▶ _TRY IT_: Select each line of the data below that contains the string "negative", matching case exactly.

▶ _DATA LISTING_:
BEGIN
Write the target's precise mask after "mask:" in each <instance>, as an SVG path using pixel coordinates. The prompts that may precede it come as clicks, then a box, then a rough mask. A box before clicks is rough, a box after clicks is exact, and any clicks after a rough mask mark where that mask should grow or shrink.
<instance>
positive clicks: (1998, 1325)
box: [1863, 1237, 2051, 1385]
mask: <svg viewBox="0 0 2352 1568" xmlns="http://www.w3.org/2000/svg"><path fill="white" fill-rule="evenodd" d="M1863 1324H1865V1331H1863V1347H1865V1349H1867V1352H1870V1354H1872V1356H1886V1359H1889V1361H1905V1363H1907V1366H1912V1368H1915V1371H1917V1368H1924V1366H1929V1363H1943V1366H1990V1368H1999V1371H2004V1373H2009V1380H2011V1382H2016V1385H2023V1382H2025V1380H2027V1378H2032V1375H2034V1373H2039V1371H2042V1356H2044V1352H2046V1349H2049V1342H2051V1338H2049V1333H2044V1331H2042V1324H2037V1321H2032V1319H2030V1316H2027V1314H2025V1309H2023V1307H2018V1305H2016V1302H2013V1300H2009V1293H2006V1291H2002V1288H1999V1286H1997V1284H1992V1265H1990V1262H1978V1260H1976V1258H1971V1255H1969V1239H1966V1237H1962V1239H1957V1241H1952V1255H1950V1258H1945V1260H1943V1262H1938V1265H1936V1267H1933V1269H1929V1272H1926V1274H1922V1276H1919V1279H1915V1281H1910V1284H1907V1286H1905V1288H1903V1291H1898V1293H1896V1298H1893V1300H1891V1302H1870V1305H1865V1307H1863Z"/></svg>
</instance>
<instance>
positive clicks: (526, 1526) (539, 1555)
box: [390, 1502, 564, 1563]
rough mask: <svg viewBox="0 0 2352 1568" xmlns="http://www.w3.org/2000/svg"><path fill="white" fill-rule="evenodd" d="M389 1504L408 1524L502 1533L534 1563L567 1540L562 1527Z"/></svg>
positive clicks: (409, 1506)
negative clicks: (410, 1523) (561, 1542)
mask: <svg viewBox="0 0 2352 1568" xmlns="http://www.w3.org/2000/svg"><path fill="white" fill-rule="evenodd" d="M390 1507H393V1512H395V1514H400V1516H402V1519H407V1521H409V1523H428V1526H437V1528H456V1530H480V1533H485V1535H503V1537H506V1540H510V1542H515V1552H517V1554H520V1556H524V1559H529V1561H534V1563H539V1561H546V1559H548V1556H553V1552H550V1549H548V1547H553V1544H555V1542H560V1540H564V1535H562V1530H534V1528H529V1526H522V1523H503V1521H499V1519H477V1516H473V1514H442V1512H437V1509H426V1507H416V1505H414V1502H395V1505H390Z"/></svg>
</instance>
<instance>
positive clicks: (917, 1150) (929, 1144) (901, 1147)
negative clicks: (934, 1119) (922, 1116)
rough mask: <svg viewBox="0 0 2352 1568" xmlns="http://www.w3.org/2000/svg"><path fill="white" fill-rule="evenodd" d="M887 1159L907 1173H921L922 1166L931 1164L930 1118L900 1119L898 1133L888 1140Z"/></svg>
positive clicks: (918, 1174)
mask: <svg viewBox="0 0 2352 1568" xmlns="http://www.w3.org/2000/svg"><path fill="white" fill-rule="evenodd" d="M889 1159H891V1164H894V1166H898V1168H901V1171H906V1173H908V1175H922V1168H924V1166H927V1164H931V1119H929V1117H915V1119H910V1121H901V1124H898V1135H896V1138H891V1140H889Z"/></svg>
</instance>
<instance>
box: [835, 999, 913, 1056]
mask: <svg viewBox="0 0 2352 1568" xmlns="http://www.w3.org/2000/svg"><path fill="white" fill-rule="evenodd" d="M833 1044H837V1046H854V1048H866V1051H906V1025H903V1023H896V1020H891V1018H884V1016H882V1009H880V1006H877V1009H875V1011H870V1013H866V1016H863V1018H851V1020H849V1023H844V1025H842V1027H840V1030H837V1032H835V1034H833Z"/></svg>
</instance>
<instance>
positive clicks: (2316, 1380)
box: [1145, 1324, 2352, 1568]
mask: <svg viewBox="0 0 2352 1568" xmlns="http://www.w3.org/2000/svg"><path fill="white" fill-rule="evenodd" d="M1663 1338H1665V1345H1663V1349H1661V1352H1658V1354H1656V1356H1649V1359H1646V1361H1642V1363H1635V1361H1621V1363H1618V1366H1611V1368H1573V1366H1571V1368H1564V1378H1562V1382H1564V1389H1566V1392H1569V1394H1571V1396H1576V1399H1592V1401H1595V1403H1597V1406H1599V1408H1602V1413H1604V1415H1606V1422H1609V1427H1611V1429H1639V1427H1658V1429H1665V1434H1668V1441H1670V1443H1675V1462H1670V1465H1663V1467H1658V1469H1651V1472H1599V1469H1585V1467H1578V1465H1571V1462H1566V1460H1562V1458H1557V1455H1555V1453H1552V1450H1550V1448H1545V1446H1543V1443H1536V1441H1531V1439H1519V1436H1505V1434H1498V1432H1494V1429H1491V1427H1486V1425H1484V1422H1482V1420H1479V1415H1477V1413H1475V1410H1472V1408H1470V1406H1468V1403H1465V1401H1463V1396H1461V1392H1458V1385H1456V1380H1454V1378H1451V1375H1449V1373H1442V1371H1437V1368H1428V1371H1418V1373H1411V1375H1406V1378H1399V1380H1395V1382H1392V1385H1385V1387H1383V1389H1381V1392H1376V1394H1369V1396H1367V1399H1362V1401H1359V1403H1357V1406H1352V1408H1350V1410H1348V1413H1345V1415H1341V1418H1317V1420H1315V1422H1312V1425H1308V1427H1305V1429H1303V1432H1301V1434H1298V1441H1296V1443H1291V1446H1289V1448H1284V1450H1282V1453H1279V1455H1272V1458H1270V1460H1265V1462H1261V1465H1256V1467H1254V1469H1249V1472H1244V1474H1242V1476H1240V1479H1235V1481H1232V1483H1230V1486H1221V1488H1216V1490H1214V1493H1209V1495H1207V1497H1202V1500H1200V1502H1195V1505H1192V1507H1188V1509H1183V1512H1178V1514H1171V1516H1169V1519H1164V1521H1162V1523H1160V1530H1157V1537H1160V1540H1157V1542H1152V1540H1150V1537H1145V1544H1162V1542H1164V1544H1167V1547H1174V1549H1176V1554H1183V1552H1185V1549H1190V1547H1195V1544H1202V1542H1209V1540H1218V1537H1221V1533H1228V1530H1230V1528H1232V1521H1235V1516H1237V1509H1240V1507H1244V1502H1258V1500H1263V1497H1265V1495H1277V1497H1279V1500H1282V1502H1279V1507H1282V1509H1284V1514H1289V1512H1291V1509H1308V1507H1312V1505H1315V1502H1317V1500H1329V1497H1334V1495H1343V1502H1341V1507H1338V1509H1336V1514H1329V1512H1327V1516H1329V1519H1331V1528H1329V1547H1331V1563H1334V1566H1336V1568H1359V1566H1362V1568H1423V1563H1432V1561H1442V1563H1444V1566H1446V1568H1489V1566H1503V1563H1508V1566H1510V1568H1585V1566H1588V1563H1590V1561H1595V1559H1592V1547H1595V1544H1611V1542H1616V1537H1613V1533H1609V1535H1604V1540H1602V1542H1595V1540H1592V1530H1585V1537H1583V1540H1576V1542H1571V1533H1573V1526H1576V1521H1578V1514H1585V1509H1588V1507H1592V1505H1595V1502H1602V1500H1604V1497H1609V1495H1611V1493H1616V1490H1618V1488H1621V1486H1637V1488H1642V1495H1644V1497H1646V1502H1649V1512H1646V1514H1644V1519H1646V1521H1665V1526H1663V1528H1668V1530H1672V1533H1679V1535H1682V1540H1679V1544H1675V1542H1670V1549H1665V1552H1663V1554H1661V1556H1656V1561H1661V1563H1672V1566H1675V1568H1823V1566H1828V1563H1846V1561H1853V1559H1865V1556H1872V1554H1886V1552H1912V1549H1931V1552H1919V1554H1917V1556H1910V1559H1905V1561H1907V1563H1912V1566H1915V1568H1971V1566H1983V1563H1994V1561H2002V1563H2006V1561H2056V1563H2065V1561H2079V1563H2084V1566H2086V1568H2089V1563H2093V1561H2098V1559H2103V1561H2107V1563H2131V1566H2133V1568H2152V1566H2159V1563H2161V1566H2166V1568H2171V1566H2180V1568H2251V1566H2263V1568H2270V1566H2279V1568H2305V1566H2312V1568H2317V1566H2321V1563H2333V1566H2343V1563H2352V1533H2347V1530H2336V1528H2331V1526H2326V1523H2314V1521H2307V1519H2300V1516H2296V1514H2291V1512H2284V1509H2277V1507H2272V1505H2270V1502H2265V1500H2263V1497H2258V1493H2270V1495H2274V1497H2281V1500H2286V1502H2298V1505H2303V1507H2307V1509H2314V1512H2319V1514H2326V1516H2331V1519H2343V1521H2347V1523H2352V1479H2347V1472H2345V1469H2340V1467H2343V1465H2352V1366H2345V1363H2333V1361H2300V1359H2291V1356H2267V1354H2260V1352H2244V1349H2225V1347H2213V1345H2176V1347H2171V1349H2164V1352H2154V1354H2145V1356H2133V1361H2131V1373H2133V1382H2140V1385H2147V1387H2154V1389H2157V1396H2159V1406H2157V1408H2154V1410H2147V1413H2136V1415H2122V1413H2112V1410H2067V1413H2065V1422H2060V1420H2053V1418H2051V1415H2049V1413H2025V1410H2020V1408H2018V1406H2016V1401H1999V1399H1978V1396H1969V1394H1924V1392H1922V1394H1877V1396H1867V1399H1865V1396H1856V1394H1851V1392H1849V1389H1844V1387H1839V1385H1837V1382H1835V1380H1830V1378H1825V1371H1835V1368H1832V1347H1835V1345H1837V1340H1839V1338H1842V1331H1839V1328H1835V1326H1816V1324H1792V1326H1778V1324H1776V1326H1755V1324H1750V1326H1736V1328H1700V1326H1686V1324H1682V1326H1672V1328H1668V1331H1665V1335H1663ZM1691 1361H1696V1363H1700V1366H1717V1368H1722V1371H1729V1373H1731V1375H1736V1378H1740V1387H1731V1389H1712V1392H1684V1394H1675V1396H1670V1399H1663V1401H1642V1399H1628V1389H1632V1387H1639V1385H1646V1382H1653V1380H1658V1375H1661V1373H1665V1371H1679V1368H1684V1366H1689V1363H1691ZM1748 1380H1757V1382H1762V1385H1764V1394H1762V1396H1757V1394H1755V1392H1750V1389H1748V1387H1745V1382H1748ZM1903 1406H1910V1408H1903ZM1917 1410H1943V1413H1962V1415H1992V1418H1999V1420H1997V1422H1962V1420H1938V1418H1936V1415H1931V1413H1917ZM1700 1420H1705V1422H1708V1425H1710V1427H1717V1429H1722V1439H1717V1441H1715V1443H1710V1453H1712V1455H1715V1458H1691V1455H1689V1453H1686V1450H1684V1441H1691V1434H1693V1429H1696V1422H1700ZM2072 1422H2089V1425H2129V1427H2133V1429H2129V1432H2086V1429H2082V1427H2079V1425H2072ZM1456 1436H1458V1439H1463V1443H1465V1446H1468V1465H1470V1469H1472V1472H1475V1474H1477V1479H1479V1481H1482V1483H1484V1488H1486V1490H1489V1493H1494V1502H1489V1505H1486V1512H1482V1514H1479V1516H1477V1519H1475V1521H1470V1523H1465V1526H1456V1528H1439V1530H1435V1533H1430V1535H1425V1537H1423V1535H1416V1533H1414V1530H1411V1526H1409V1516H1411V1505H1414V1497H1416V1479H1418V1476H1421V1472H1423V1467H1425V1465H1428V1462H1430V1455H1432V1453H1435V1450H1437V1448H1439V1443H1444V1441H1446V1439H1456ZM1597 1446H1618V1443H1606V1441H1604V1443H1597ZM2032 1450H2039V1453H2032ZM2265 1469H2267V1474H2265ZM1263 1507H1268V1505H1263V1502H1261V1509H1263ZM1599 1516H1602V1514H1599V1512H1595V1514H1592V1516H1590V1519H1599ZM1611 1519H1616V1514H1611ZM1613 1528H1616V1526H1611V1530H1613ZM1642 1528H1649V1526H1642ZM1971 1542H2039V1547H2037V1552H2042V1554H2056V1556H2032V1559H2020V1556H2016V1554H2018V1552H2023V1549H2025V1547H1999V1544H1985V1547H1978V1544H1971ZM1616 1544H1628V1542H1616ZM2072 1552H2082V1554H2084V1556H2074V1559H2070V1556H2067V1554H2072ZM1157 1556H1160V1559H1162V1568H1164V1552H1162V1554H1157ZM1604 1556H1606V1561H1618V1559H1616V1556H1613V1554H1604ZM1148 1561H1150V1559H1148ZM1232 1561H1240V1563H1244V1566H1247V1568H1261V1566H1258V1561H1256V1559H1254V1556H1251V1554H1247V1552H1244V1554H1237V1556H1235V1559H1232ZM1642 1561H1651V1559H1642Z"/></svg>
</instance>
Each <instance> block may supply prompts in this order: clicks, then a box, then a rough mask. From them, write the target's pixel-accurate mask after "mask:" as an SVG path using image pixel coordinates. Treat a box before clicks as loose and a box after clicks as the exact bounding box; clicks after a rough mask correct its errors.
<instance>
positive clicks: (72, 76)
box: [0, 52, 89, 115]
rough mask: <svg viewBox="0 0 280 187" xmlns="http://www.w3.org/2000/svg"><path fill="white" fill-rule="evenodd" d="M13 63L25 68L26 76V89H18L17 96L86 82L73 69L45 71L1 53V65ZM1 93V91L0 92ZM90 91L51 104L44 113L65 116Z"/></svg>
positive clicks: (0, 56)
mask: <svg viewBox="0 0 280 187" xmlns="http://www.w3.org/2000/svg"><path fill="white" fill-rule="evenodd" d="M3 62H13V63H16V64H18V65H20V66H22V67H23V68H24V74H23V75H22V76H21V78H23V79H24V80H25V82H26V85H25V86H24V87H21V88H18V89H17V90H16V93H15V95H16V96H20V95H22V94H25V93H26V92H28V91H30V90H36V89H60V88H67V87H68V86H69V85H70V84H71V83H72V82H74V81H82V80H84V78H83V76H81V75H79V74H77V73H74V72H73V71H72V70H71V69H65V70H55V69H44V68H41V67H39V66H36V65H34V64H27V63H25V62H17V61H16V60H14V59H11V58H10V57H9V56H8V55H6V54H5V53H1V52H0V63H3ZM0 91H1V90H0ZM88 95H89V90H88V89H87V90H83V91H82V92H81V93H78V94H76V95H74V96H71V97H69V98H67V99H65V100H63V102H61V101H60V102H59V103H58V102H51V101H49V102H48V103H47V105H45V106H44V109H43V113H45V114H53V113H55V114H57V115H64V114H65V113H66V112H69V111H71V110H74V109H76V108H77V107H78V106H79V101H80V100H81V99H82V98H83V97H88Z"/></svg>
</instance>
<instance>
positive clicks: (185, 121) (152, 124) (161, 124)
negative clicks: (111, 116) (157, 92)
END
▶ _WRITTEN SOLUTION_:
negative clicks: (410, 1523) (561, 1542)
negative clicks: (934, 1119) (922, 1116)
negative clicks: (111, 116) (157, 92)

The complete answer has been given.